Directions – Copy the material from the line that contains "Where can the road" through the end, substituting "occurrence" for "instance" and leaving everything else as it is.

Stored data –
§ §
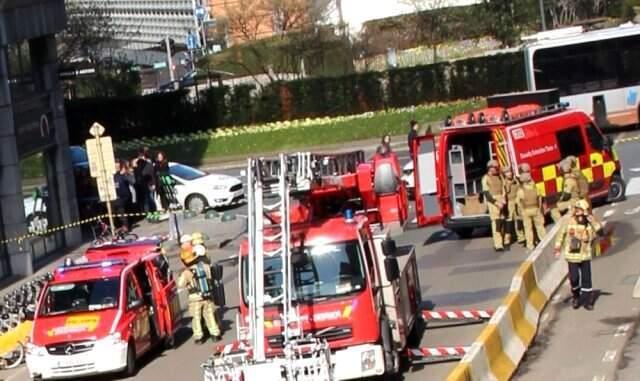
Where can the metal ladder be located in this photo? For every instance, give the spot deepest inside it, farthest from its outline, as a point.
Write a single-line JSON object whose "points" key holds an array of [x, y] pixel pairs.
{"points": [[272, 181]]}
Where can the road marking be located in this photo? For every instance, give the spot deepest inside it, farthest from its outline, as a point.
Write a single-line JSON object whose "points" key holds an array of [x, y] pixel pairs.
{"points": [[622, 330], [609, 356], [633, 187], [544, 317], [630, 212]]}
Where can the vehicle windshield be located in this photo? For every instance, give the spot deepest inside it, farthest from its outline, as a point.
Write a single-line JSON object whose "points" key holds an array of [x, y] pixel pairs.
{"points": [[82, 296], [185, 172], [319, 272]]}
§ §
In response –
Where can the road marking be located in this photo? For every occurrence, give the spot deepest inside it, farthest from its outline, as a point.
Write a single-line JSON object whose "points" key holds an array of [x, y] pixel pairs.
{"points": [[622, 330], [609, 356], [633, 187], [544, 317], [630, 212]]}
Where can the vehicle windshield be located in this photo? For every occurrence, give the spot deepest inside it, farthest from its outline, as a point.
Write a single-line JSON object whose "points" key holds an array of [x, y] pixel pairs.
{"points": [[82, 296], [185, 172], [319, 272]]}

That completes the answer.